PROBLEM TO WORK ON: Would you write out the lines from the one containing "of the green" to the end of the records below, exactly and in full, please?

Point-per-instance localization data:
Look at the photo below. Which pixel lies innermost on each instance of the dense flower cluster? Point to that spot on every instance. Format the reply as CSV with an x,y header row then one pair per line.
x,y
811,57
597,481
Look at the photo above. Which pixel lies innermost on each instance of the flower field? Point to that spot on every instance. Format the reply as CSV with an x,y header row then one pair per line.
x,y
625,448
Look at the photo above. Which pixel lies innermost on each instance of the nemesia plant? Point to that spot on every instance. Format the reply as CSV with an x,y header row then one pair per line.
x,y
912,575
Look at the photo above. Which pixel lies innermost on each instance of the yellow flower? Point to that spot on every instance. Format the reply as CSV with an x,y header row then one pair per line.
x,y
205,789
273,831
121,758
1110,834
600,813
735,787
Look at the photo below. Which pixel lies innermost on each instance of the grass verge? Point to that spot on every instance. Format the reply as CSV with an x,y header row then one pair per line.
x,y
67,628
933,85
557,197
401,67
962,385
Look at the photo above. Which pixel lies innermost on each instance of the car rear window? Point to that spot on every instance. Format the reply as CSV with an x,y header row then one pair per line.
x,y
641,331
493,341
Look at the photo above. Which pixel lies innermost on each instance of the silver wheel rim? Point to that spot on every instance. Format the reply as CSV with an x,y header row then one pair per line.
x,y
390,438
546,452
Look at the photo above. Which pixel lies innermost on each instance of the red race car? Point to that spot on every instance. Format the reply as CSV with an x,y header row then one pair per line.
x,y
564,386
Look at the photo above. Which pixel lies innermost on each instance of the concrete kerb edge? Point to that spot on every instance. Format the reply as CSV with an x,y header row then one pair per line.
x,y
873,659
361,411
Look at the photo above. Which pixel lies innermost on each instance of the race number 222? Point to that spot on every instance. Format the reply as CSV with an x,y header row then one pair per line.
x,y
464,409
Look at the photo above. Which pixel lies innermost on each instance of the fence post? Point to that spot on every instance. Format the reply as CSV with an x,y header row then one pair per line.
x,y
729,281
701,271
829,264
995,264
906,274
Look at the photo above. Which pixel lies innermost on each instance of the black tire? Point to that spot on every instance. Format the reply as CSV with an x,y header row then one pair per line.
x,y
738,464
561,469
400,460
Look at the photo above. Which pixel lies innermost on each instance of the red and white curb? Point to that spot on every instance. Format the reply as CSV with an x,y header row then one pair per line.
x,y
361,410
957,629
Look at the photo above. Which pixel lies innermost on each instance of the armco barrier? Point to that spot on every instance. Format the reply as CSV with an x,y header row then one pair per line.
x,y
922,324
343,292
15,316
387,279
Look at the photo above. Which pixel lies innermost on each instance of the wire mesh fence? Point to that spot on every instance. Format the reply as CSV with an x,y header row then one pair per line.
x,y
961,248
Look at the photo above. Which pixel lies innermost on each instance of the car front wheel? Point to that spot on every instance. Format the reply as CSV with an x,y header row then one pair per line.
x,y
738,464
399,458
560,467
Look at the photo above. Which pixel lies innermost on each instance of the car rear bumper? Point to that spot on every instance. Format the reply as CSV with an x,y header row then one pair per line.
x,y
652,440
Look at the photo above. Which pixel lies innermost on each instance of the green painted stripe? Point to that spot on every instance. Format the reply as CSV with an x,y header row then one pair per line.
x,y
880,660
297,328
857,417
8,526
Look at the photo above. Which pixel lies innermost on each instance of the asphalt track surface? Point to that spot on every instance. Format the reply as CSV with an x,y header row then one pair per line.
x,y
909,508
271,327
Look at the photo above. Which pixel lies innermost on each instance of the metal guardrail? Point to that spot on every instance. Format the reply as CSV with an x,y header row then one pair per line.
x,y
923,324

RESULT FOR THIS EXERCISE:
Look at the photo above. Which pixel lies innermost on each instance of the green painted stripe? Point to that spot on every instance. Format the reply as CSV with an x,y header row then one pair per line.
x,y
880,660
297,328
857,417
8,526
Look at the photo above. Which pixel lies innermost on each instance of the asphalt track surface? Point to that spot on every instance. Format the reply as CSV with an x,y header row then one pair per line.
x,y
909,508
271,327
Look at the photo above. Which pixel lies innermost on each instance of the metal guardrail? Point to that spot on every instance. Format the reply as CSV with an x,y header row then one pair per line.
x,y
923,324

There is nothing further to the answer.